_Textauszug_
━━━━━━━━

Was uns alles fehlen würde

Am 27. August wird der Zürcher Heimatschutz seine als Jubiläumsfeier gestaltete Jahresversammlung in Zürich abhalten. Der Altstadt Kurier gratuliert herzlich zum Jubiläum und veröffentlicht hier aus diesem Anlass ein paar Gedanken eines Vorstandsmitgliedes.

Vor 20 Jahren setzten sich die Zürcherische Vereinigung für Heimatschutz und der Quartierverein Zürich 1 rechts der Limmat mit Erfolg für eine sanfte Renovierung von städtischen Häusern an der Chorgasse ein, von denen zwei einem Neubau hätten weichen sollen. Es ging nicht um grossartige Bauten, sondern darum, eine charaktervolle kleine Altstadtgasse zu bewahren und einen Einbruch zu verhindern, der rasch weitere nach sich gezogen hätte. Schon 1961/62 hatte der Zürcher Heimatschutz für die Erhaltung einer kleinen Altstadt-Idylle gekämpft, als nämlich ein Eckhaus an Trittli- und Neustadtgasse durch einen Bürohaus-Neubau hätte ersetzt werden sollen. Im Unterschied zur Chorgasse musste damals aber noch die sich allzu sehr eingebürgerte Praxis überwunden werden, den Abbruch von Häusern hinzunehmen, wenn der Neubau gewisse Elemente von Altbauten entlieh, das heisst wenn er «mit pseudogotischen Fenstern, aufgeschminkten Erkern … Alt-Zürich mimte», wie es in einem Artikel in der Zürcher Woche hiess. Der Heimatschutz hatte aus der damaligen Diskussion sicher viel gelernt und schlug sich deshalb zwei Jahre später auch beim vorgesehenen Abbruch der Grossmünsterkapelle und dem anschliessenden Haus, der Helferei, auf die Seite der Gegner des von Kirchgemeinde und Stadt befürworteten Projekts. Es ist heute kaum mehr verständlich, dass andere namhafte Fachorganisationen und bekannte Architekten dem Abbruch der neugotischen Kapelle zustimmen und den Neubauplan für die Helferei gutheissen konnten, der an der markanten Ecke einen Bau in der Art eines überdimensionierten, sich den umliegenden Häusern anbiedernden neuen Verwaltungsgebäudes eines Dorfes vorsah. In diesen Neubau wäre dann das alte «Zwinglistübli» integriert worden. Die Erhaltung wurde nebst höchst persönlichen Ansichten über die mangelnde architektonische Qualität und den angeblich zu schlechten Bauzustand mit dem auch heute ständig wieder vorgebrachten Argument bekämpft, man müsse auch moderne Ansprüche berücksichtigen und man könne nicht jedes alte Gemäuer erhalten.

━━━━━━━━

_Aufgaben_
(1) Für welche Gasse setzten sich die Zürcherische Vereinigung für Heimatschutz und der Quartierverein vor 20 Jahren laut dem Artikel zum Heimatschutz ein?
(2) Zitiere aus dem Artikel zum Heimatschutz die Stelle, die mit „Was uns alles“ beginnt und bis „Gedanken eines Vorstandsmitgliedes.“ reicht.
(3) Fasse den Artikel zum Heimatschutz in zwei Sätzen zusammen.
Die Einträge braucht man hier nicht.

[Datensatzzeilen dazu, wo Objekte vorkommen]
━━━━━━━━

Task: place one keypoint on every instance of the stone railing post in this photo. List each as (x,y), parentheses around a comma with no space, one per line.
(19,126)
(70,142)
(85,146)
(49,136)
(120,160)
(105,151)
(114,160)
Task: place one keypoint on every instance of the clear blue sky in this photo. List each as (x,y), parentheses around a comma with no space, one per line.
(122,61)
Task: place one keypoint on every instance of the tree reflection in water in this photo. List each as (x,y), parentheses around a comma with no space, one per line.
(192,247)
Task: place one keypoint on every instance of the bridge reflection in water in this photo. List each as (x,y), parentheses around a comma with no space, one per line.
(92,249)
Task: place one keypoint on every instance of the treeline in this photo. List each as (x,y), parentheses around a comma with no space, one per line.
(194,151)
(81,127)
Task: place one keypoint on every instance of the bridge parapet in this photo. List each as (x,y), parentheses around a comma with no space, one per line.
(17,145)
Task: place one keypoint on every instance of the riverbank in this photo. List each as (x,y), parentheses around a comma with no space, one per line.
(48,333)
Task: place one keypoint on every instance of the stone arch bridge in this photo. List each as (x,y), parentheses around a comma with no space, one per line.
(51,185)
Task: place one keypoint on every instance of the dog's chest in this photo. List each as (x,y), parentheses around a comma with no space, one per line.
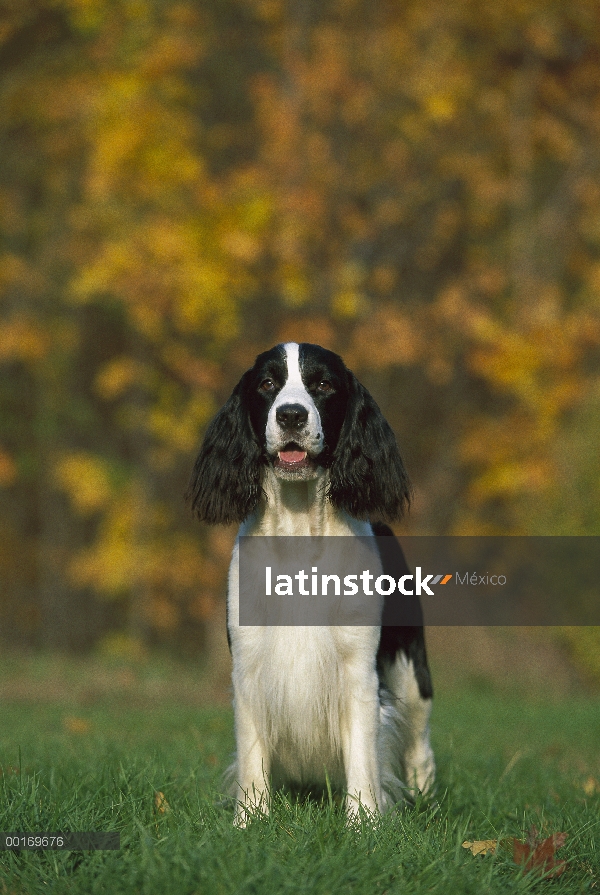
(295,679)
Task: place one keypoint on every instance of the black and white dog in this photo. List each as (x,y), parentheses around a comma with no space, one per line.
(301,448)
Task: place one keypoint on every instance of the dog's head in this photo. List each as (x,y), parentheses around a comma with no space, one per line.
(299,410)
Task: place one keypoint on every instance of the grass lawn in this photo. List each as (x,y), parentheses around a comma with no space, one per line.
(504,763)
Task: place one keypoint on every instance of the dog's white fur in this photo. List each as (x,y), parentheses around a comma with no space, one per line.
(308,706)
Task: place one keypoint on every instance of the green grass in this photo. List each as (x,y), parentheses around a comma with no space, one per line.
(504,763)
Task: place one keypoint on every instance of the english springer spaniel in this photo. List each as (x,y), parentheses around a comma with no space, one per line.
(301,448)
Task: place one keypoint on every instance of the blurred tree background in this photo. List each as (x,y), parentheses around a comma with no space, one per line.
(184,183)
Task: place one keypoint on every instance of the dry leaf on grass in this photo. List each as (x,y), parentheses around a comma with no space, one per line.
(539,854)
(76,725)
(591,786)
(160,803)
(482,846)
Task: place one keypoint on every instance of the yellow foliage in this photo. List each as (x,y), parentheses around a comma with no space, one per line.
(8,469)
(86,480)
(119,375)
(24,339)
(583,642)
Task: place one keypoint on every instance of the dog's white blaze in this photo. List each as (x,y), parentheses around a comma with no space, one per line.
(294,392)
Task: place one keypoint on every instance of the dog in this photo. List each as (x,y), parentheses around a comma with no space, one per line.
(302,449)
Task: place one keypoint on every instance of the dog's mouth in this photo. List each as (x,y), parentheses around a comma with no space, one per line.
(292,457)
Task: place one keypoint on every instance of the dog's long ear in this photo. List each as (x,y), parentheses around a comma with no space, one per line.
(226,482)
(367,476)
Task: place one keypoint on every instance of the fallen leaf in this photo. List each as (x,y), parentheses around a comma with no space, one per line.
(76,725)
(160,803)
(539,854)
(482,846)
(591,786)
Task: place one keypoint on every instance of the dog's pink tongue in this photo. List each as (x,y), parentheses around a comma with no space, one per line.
(292,456)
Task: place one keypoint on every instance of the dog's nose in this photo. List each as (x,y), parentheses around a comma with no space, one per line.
(291,416)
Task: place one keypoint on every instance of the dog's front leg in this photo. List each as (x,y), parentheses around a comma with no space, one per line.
(252,766)
(359,739)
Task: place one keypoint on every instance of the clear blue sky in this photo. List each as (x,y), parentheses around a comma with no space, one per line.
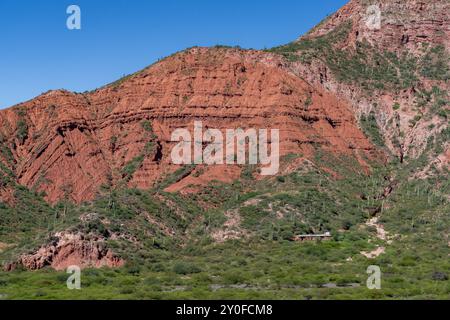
(39,53)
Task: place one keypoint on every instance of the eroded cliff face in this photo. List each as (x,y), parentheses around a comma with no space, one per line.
(69,249)
(399,72)
(67,145)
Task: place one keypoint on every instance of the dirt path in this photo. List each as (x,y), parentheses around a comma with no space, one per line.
(381,234)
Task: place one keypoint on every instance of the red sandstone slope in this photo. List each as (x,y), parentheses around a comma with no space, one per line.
(417,34)
(68,144)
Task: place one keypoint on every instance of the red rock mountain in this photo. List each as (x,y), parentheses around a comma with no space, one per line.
(69,144)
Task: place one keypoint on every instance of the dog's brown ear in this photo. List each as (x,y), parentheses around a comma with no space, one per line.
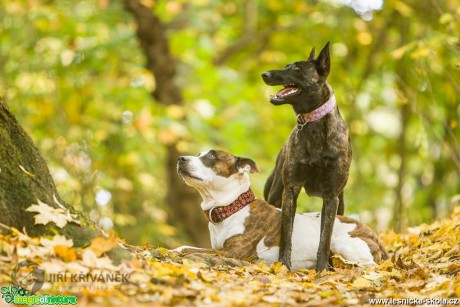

━━━━━━━━

_Vollständige Lösungen_
(1) Für die Chorgasse.

(2)
Was uns alles fehlen würde

Am 27. August wird der Zürcher Heimatschutz seine als Jubiläumsfeier gestaltete Jahresversammlung in Zürich abhalten. Der Altstadt Kurier gratuliert herzlich zum Jubiläum und veröffentlicht hier aus diesem Anlass ein paar Gedanken eines Vorstandsmitgliedes.

(3) Zum Jubiläum des Zürcher Heimatschutzes veröffentlicht der Altstadt Kurier Gedanken eines Vorstandsmitglieds, das an den erfolgreichen Einsatz für eine sanfte Renovierung städtischer Häuser an der Chorgasse vor 20 Jahren erinnert. Schon 1961/62 kämpfte der Heimatschutz für den Erhalt eines Eckhauses an Trittli- und Neustadtgasse, und zwei Jahre später stellte er sich gegen den geplanten Abbruch der Grossmünsterkapelle und der Helferei.